§ **Instructions to follow**: Look for "Can you see the scattered" in the entries below. Then write out exactly the line that holds it and every line after it, to the last, and nothing else.

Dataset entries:

········

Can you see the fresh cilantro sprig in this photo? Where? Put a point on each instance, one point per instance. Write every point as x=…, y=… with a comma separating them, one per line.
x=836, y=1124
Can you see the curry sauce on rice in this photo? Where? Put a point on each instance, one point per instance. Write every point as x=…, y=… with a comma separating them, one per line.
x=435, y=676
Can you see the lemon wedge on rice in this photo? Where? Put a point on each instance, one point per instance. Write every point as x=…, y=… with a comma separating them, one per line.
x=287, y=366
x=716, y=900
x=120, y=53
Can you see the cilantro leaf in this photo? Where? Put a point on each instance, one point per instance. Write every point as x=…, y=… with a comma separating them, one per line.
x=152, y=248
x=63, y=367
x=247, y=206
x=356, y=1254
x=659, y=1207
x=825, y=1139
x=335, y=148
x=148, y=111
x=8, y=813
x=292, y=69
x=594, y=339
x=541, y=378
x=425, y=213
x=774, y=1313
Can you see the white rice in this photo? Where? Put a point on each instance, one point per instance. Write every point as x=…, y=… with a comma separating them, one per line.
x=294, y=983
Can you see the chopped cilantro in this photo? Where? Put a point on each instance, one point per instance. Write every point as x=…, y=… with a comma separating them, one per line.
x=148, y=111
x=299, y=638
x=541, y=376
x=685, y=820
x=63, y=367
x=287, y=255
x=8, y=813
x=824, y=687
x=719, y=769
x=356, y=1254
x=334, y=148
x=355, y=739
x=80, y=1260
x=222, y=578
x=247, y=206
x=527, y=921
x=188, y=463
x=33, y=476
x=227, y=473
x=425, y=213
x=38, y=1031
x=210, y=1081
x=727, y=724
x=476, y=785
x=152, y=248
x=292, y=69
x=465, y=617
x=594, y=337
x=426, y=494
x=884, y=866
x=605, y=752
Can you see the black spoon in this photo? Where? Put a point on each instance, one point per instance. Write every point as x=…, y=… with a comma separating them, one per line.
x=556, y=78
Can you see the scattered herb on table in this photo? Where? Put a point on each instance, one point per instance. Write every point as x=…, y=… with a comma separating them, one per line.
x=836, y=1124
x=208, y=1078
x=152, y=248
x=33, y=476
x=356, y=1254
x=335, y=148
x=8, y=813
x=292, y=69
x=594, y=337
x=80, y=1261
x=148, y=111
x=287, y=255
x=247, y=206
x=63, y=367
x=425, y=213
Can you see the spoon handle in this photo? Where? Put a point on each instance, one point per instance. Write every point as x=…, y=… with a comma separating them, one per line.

········

§ **Output of the exercise**:
Can you see the scattered herb on table in this photo? Where? Put a point on each instance, one point per instance. Write every point as x=…, y=… with a comma separating them, one per line.
x=836, y=1124
x=208, y=1078
x=152, y=248
x=33, y=476
x=356, y=1254
x=335, y=148
x=8, y=813
x=292, y=69
x=594, y=337
x=80, y=1261
x=148, y=111
x=287, y=255
x=247, y=206
x=63, y=367
x=425, y=213
Can you see the spoon handle in this photo? Where? Put a point on each instance, one point per instance. Write every point as x=…, y=… with a comma separating them, one per line.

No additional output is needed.